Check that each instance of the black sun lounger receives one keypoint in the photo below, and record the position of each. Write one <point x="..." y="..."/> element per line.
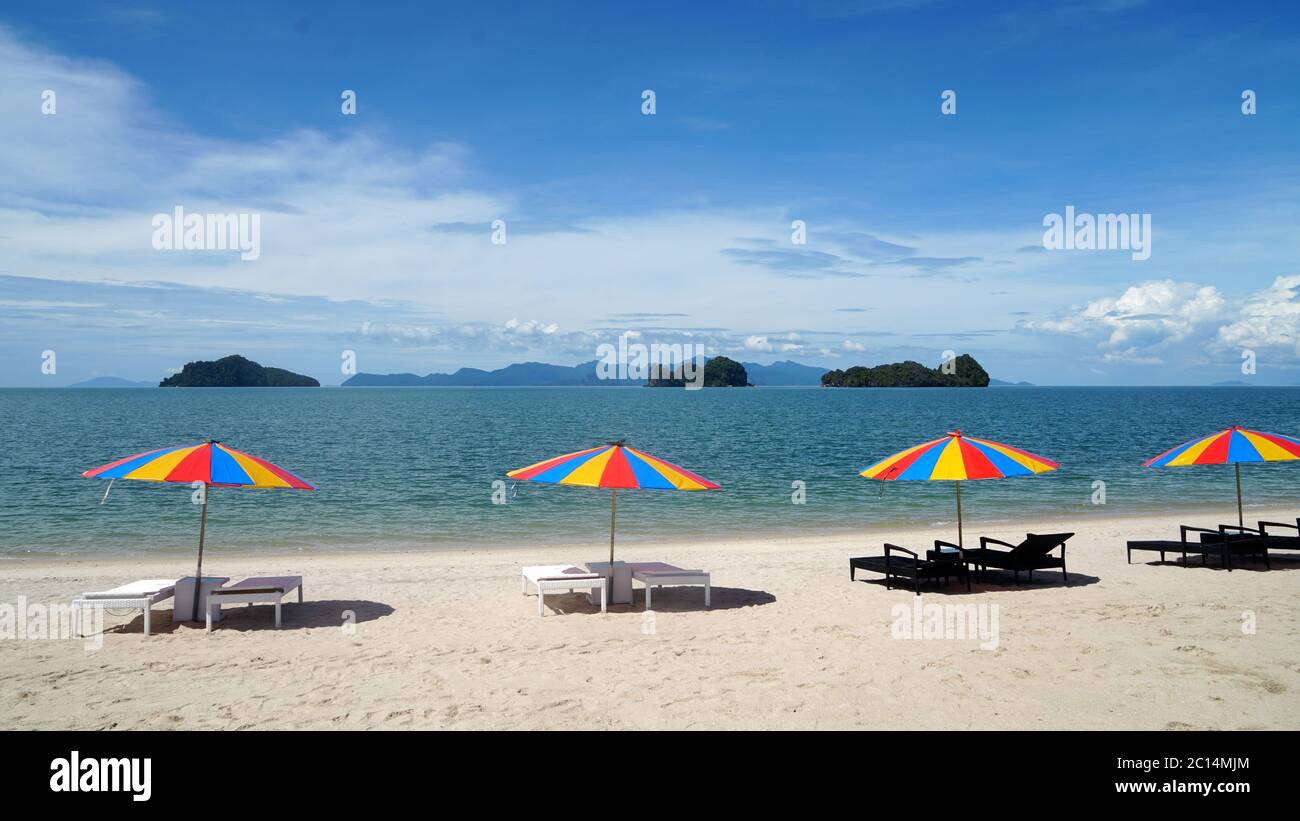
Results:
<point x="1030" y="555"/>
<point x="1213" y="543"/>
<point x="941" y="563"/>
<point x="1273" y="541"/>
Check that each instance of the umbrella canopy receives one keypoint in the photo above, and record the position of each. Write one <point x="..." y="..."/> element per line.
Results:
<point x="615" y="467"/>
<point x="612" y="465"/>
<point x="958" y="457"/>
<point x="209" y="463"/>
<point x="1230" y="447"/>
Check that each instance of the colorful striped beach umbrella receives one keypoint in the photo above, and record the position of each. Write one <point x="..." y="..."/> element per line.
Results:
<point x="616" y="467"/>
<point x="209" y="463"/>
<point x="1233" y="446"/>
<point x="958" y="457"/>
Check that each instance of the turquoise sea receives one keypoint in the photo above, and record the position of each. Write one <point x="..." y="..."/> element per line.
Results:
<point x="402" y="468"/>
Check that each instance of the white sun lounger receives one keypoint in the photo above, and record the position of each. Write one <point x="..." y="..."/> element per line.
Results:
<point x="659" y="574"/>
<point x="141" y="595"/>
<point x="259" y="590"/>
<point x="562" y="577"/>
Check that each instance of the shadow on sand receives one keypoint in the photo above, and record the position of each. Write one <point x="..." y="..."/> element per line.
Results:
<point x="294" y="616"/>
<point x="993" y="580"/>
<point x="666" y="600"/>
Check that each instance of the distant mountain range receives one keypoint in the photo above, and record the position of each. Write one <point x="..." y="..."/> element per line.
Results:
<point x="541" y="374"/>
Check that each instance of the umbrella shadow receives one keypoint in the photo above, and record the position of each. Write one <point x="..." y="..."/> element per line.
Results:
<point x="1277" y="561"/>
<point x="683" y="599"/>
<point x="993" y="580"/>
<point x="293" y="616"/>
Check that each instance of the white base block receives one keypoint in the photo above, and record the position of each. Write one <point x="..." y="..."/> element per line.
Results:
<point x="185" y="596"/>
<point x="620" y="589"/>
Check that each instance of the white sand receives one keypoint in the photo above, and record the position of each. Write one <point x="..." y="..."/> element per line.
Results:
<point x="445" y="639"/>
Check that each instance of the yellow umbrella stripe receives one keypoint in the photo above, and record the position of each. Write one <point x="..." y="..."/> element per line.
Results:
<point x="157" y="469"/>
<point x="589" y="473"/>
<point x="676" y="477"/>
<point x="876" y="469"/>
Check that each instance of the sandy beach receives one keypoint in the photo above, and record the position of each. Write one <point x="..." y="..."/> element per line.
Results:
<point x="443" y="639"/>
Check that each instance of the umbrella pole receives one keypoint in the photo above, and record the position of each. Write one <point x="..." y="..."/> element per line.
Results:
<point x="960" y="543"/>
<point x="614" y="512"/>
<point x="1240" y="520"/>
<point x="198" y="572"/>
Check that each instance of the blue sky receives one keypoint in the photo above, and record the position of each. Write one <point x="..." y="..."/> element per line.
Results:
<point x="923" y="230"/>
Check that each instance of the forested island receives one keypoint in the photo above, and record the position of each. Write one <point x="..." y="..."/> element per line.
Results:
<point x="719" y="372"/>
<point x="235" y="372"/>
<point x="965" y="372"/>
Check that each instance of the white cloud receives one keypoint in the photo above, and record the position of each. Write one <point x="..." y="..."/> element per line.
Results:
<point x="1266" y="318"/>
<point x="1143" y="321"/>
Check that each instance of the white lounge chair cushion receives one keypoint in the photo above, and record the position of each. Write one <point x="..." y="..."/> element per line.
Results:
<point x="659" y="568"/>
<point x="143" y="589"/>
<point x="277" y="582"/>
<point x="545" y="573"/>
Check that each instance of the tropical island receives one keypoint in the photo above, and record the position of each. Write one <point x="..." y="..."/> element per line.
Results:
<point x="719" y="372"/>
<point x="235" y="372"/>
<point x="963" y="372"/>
---*---
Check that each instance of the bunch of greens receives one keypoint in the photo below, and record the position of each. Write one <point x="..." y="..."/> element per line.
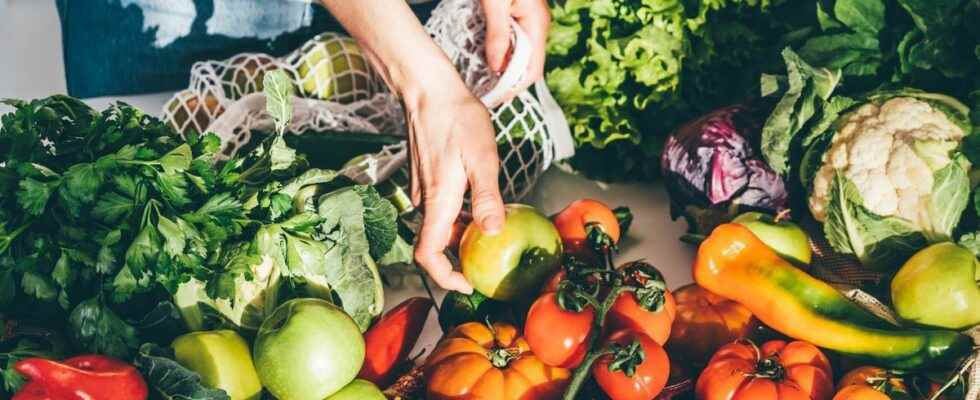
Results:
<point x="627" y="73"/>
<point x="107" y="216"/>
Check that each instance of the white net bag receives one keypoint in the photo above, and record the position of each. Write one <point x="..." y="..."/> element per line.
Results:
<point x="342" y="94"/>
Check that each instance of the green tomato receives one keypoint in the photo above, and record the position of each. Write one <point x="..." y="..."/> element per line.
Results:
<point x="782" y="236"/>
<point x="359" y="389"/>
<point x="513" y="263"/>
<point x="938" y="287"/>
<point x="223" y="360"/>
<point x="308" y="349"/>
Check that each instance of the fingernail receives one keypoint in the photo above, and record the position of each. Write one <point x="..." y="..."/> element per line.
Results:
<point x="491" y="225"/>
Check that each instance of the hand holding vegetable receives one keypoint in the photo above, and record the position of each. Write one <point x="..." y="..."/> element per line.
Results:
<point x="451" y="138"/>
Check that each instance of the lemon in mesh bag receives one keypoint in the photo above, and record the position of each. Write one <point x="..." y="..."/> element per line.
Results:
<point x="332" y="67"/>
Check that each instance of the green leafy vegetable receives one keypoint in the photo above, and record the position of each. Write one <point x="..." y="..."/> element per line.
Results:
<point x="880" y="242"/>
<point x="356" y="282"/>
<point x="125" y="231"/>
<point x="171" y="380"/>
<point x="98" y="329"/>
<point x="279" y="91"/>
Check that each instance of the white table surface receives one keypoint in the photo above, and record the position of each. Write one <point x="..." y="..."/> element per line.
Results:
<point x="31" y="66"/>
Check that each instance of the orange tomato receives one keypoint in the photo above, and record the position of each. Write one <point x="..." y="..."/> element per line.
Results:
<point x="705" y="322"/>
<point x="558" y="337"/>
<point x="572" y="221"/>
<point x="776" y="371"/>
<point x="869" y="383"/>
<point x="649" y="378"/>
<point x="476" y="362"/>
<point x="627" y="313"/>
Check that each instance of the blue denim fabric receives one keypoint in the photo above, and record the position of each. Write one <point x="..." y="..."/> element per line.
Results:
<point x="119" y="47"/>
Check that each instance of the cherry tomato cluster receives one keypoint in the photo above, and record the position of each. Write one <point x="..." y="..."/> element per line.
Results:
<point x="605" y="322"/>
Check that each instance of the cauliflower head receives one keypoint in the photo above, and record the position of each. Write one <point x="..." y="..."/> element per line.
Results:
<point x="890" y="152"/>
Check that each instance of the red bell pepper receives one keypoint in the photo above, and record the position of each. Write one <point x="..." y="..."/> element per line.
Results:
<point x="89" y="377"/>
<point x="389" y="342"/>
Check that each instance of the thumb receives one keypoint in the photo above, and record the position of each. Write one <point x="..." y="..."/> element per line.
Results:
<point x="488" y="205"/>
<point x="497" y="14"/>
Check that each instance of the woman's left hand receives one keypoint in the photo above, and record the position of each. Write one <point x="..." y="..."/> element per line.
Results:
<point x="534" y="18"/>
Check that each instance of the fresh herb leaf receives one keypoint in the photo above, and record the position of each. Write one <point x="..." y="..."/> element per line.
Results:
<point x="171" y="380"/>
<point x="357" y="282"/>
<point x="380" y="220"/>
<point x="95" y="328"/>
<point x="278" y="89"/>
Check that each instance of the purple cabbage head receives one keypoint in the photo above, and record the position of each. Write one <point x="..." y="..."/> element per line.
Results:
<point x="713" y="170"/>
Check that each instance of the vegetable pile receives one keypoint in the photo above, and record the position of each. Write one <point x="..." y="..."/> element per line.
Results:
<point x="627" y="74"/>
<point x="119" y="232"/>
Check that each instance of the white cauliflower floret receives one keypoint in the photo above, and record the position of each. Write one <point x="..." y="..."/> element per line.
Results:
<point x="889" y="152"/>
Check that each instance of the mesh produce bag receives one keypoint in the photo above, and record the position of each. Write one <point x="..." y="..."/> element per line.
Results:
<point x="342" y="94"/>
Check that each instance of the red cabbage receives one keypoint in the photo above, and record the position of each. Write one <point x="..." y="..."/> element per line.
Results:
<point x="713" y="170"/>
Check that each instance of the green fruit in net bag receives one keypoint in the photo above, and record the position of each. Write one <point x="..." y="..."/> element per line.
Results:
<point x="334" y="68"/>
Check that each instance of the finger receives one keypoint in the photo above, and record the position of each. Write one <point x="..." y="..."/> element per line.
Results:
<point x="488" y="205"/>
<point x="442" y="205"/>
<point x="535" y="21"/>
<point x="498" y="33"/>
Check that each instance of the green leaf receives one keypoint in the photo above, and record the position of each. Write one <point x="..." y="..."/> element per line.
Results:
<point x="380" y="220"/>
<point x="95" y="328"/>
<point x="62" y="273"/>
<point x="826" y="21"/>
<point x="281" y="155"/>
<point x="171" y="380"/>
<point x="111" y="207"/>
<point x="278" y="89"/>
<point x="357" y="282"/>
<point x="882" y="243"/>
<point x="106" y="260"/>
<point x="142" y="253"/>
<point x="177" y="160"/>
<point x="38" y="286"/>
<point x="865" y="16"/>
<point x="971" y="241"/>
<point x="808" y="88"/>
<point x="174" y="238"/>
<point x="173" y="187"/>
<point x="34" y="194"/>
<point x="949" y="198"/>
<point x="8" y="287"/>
---*---
— Exercise brief —
How many lines in the rows above contain the string "white"? Reply with the number alone.

— Expected answer —
8